• _Desafios_
- 1) Enumere as três situações em que, segundo o texto sobre a fé em Deus, o homem «perde» progressivamente a vida à medida que o mundo se afasta de Deus.
- 2) Cite o trecho do texto sobre a fé em Deus que se inicia com as palavras que contêm "A unidade fundamental" e termina com "no momento actual.".
- 3) De acordo com o texto sobre a fé em Deus, para que foi o homem criado?

• _Texto fornecido_
==*==

A unidade fundamental consiste no facto de acreditarmos em Deus, Pai omnipotente, Criador do céu e da terra; de O confessarmos como Deus trinitário – Pai, Filho e Espírito Santo. A unidade suprema não é solidão duma mónada, mas unidade através do amor. Acreditamos em Deus, no Deus concreto. Acreditamos no facto que Deus nos falou e Se fez um de nós. Dar testemunho deste Deus vivo é a nossa tarefa comum no momento actual.

O homem tem necessidade de Deus, ou, pelo contrário, as coisas continuam bastante bem mesmo sem Ele? Quando, numa primeira fase da ausência de Deus, a sua luz continua ainda a enviar os seus reflexos e mantém unida a ordem da existência humana, tem-se a impressão de que as coisas funcionem bastante bem mesmo sem Deus. Mas, à medida que o mundo se afasta de Deus, vai-se tornando cada vez mais claro que o homem, na petulância do poder, no vazio do coração e na ânsia de prazer e felicidade, «perde» progressivamente a vida. A sede de infinito está presente no homem de modo inextirpável. O homem foi criado para a relação com Deus e precisa d'Ele. Neste tempo, o nosso primeiro serviço ecuménico deve ser testemunharmos juntos a presença de Deus vivo e, deste modo, dar ao mundo a resposta de que tem necessidade. Naturalmente, deste testemunho fundamental de Deus faz parte, de maneira absolutamente central, o testemunho de Jesus Cristo, verdadeiro Deus e verdadeiro homem, que viveu no nosso meio, sofreu por nós, morreu por nós e, na ressurreição, abriu de par em par a porta da morte. Queridos amigos, fortaleçamo-nos nesta fé! Ajudemo-nos mutuamente a vivê-la! Trata-se de uma grande tarefa ecuménica, que nos introduz no coração da oração de Jesus.

==*==

• _Material fornecido_

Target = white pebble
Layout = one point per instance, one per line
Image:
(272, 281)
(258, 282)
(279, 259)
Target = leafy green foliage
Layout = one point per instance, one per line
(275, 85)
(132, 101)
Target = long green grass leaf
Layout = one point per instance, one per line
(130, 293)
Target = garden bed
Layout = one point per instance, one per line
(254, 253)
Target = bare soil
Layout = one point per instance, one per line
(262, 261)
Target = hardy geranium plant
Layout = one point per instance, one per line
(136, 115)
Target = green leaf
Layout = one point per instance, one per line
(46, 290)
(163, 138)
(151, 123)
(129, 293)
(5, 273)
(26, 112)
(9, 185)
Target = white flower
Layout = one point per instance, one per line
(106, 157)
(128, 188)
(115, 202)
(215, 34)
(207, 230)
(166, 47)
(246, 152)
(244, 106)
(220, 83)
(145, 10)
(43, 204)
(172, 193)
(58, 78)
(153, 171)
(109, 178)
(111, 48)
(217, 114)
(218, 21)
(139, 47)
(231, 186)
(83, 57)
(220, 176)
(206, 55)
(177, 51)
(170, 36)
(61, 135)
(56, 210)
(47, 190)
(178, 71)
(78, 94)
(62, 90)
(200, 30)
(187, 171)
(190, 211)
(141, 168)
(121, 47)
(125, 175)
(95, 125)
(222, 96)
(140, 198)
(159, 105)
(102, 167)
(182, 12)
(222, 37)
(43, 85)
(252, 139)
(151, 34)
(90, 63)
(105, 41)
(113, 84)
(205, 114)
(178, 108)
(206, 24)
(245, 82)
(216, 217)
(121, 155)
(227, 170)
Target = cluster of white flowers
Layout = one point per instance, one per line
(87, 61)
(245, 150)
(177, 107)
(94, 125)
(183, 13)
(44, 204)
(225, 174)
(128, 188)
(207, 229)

==*==

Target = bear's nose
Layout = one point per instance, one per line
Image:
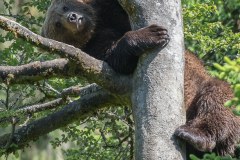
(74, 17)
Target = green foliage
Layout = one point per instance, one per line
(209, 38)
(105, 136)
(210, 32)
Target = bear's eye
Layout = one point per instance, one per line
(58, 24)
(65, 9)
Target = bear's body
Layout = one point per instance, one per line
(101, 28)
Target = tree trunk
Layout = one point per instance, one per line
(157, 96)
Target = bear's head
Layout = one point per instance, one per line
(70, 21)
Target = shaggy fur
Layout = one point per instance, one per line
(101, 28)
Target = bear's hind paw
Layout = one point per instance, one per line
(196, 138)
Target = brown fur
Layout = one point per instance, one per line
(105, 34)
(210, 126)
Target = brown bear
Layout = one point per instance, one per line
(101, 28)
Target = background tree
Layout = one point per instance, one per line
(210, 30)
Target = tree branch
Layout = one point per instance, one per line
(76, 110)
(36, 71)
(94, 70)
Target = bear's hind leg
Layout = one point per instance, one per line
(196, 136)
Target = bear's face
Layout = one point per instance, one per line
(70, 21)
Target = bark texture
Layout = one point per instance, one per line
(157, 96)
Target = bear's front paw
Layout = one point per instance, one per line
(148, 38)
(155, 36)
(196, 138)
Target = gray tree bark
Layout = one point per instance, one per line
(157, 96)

==*==

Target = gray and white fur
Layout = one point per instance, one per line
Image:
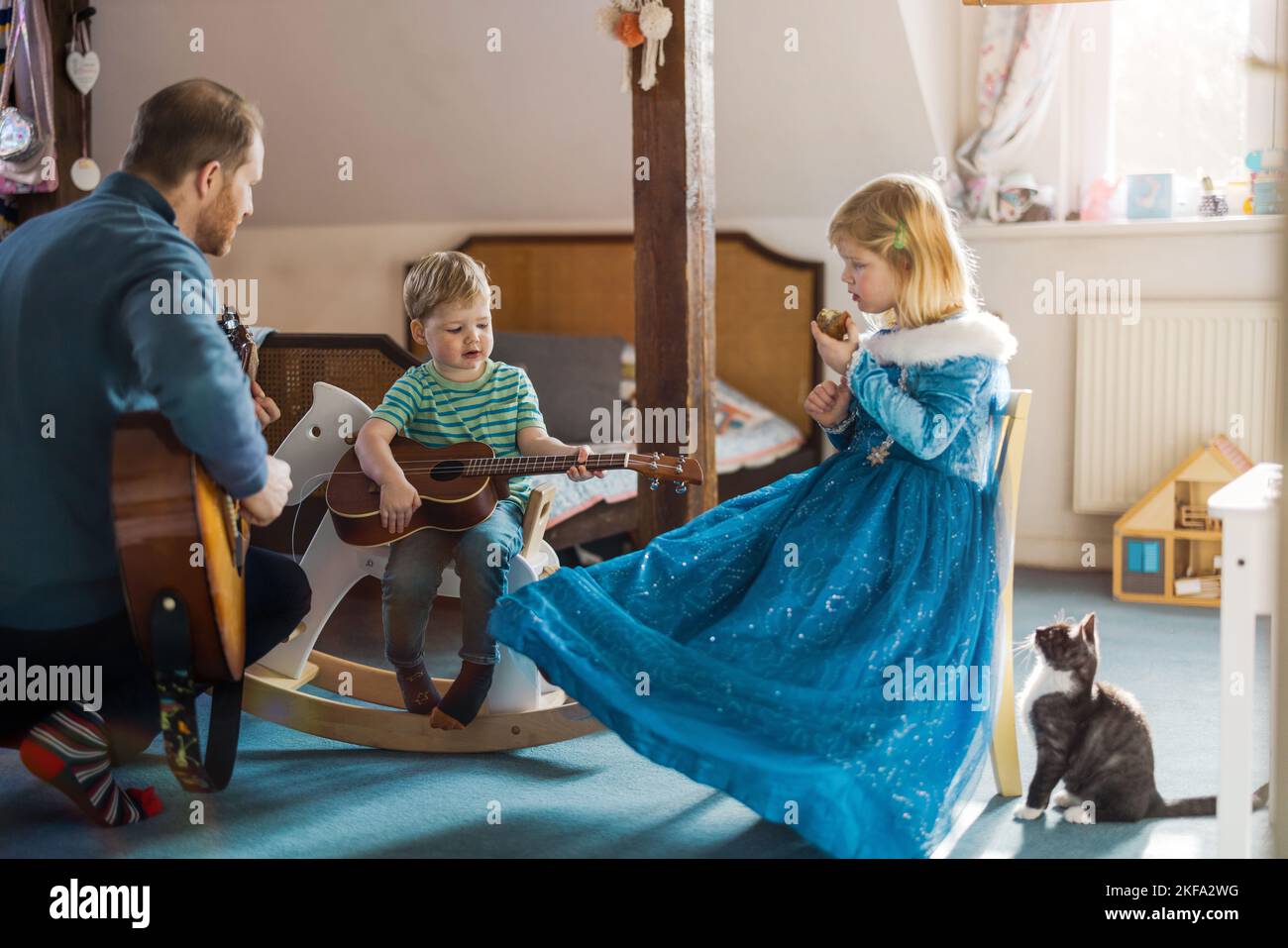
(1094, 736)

==*==

• _Soluções por ordem_
- 1) Na petulância do poder; no vazio do coração; na ânsia de prazer e felicidade.

- 2)
A unidade fundamental consiste no facto de acreditarmos em Deus, Pai omnipotente, Criador do céu e da terra; de O confessarmos como Deus trinitário – Pai, Filho e Espírito Santo. A unidade suprema não é solidão duma mónada, mas unidade através do amor. Acreditamos em Deus, no Deus concreto. Acreditamos no facto que Deus nos falou e Se fez um de nós. Dar testemunho deste Deus vivo é a nossa tarefa comum no momento actual.

- 3) Para a relação com Deus.